| PROVIDED RECORDS |
========================================

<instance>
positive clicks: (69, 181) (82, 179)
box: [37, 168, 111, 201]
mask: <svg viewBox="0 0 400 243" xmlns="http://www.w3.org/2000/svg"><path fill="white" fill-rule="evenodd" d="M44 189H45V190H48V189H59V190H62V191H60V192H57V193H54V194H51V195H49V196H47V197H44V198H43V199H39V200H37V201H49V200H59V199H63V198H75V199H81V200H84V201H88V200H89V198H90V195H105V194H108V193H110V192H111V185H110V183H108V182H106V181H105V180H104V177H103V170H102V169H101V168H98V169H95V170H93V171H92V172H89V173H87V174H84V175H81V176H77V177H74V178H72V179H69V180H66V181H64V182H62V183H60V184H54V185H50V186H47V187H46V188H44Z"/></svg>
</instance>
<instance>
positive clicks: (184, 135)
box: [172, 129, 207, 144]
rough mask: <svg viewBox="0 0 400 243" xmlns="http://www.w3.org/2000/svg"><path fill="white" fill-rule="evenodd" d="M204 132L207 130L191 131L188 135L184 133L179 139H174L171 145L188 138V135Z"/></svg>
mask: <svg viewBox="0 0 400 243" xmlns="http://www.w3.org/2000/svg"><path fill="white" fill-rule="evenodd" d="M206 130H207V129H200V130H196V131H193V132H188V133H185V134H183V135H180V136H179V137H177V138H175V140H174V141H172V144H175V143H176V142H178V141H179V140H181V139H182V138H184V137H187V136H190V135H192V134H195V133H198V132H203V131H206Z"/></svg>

========================================

| DIRECTIONS |
Reproduce every row above word for word, changing nothing.

| RESPONSE AREA |
<instance>
positive clicks: (69, 181) (82, 179)
box: [37, 168, 111, 201]
mask: <svg viewBox="0 0 400 243" xmlns="http://www.w3.org/2000/svg"><path fill="white" fill-rule="evenodd" d="M44 189H45V190H48V189H59V190H62V191H60V192H57V193H54V194H51V195H49V196H47V197H44V198H43V199H39V200H37V201H49V200H59V199H63V198H75V199H81V200H84V201H88V200H89V198H90V195H105V194H108V193H110V192H111V185H110V183H108V182H106V181H105V180H104V177H103V170H102V169H101V168H98V169H95V170H93V171H92V172H89V173H87V174H84V175H81V176H77V177H74V178H72V179H69V180H66V181H64V182H62V183H60V184H54V185H50V186H47V187H46V188H44Z"/></svg>
</instance>
<instance>
positive clicks: (184, 135)
box: [172, 129, 207, 144]
rough mask: <svg viewBox="0 0 400 243" xmlns="http://www.w3.org/2000/svg"><path fill="white" fill-rule="evenodd" d="M204 132L207 130L191 131L188 135L184 133L179 139H174L171 145L188 138V135Z"/></svg>
mask: <svg viewBox="0 0 400 243" xmlns="http://www.w3.org/2000/svg"><path fill="white" fill-rule="evenodd" d="M206 130H207V129H200V130H196V131H193V132H188V133H185V134H183V135H180V136H179V137H177V138H175V140H174V141H172V144H175V143H176V142H178V141H179V140H181V139H182V138H184V137H187V136H190V135H192V134H195V133H198V132H203V131H206Z"/></svg>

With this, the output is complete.